---------- THE DATA ----------
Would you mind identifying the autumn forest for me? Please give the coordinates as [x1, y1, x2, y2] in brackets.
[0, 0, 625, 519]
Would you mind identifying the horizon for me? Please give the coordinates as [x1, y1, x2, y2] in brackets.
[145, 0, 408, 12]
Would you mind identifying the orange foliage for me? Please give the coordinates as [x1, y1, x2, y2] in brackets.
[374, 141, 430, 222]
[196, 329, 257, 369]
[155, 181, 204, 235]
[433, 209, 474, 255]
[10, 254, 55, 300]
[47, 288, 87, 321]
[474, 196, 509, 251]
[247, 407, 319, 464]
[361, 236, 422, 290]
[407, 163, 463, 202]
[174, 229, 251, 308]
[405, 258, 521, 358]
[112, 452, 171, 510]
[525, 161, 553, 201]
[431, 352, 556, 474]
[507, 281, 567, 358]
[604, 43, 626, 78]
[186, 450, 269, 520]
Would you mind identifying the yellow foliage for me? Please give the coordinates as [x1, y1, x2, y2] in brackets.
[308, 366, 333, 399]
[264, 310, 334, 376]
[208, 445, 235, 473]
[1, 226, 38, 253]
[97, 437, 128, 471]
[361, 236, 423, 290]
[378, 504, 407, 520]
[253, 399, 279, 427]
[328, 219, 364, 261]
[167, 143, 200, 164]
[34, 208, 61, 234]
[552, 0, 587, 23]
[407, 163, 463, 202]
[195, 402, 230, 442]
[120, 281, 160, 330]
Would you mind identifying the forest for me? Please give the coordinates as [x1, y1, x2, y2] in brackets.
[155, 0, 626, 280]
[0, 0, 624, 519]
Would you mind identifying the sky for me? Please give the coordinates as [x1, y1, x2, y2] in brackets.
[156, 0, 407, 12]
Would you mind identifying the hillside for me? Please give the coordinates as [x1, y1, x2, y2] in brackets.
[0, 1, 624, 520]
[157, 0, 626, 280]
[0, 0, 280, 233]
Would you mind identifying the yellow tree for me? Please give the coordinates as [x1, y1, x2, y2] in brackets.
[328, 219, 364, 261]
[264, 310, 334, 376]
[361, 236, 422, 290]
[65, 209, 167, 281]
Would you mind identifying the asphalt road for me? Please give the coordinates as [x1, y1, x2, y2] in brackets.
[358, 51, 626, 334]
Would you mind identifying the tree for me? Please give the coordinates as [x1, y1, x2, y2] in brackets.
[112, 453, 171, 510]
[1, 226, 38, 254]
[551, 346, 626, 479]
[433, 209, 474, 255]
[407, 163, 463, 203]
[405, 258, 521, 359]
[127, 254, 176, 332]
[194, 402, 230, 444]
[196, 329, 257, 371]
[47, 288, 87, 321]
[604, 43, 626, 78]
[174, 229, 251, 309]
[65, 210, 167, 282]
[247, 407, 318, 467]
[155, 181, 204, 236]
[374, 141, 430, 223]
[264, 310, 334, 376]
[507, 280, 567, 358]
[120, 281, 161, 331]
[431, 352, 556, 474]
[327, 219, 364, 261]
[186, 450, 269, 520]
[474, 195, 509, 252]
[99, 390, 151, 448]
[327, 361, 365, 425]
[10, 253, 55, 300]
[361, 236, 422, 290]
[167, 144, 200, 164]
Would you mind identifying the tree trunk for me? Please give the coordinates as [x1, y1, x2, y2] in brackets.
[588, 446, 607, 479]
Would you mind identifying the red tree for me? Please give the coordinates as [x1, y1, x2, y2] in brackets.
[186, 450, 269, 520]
----------
DESCRIPTION OF THE TASK |
Could every record be printed again exactly as it reads?

YOUR SOLUTION |
Would you mind identifying the autumn forest for me? Please give the coordinates as [x1, y1, x2, y2] in brackets.
[0, 0, 625, 519]
Would you mind identifying the horizon for me? Please give the coordinates as [x1, y1, x2, y2] in brackets.
[145, 0, 408, 12]
Would you mind identifying the orange foliage for me? Please give the coordinates as [x1, y1, x2, y2] in brackets.
[374, 141, 430, 222]
[196, 329, 257, 369]
[155, 181, 204, 235]
[433, 209, 474, 255]
[10, 254, 55, 300]
[47, 288, 87, 321]
[474, 196, 509, 251]
[247, 407, 319, 464]
[361, 236, 422, 290]
[407, 163, 463, 202]
[174, 229, 251, 308]
[405, 258, 521, 358]
[112, 452, 171, 510]
[525, 161, 553, 201]
[431, 352, 556, 474]
[507, 281, 567, 358]
[604, 43, 626, 78]
[186, 450, 269, 520]
Would you mind identifying the yellow foliage for me? Please give the coordinates as [x1, y1, x2, y2] in brackets.
[308, 366, 333, 399]
[264, 310, 334, 376]
[208, 445, 235, 473]
[1, 226, 38, 253]
[97, 437, 128, 471]
[361, 236, 423, 290]
[378, 504, 407, 520]
[253, 399, 279, 427]
[328, 219, 364, 261]
[167, 143, 200, 164]
[34, 208, 61, 234]
[552, 0, 587, 23]
[407, 163, 463, 202]
[195, 402, 230, 442]
[120, 281, 160, 330]
Would you mind identifying the forest for me? Please give the coordinates as [x1, y1, x2, y2] in brackets.
[155, 0, 626, 280]
[0, 0, 624, 519]
Would you mind identifying the sky for me? Please give the coordinates as [x1, y1, x2, y2] in brackets.
[156, 0, 407, 12]
Would you mind identifying the hillside for me? Please give the coordinates as [x1, y1, x2, y2] in brackets.
[0, 1, 624, 520]
[157, 0, 626, 280]
[0, 0, 280, 233]
Would you mind identifying the yellow tree for me? Please give the coordinates as [x1, y1, x2, y2] in brackets.
[328, 219, 364, 261]
[264, 310, 334, 376]
[361, 236, 422, 290]
[65, 209, 167, 281]
Would you mind identifying the asphalt road for me? Please give the coordinates as [x1, y1, x2, y2] in brackets.
[358, 51, 626, 334]
Would you mind identifying the tree for me? Please give the coordinates as [x1, y1, x2, y2] in brackets.
[112, 453, 171, 510]
[1, 226, 38, 254]
[551, 346, 626, 479]
[433, 209, 474, 255]
[407, 163, 463, 203]
[405, 258, 521, 359]
[127, 254, 176, 332]
[194, 402, 230, 444]
[196, 329, 257, 371]
[47, 288, 87, 321]
[604, 43, 626, 78]
[174, 229, 251, 309]
[65, 210, 167, 282]
[247, 407, 318, 467]
[155, 181, 204, 236]
[374, 141, 430, 223]
[264, 310, 334, 376]
[507, 280, 567, 358]
[120, 281, 161, 331]
[431, 352, 556, 474]
[327, 219, 364, 261]
[186, 450, 269, 520]
[474, 195, 509, 252]
[99, 390, 151, 448]
[327, 361, 365, 425]
[10, 253, 55, 300]
[361, 236, 422, 290]
[167, 144, 200, 164]
Would you mind identifying the tree trunk for me? Please give the coordinates as [x1, y1, x2, y2] in brackets.
[588, 446, 607, 479]
Would you mind identifying the red tree for me? Please give the coordinates as [x1, y1, x2, y2] in brackets.
[186, 450, 269, 520]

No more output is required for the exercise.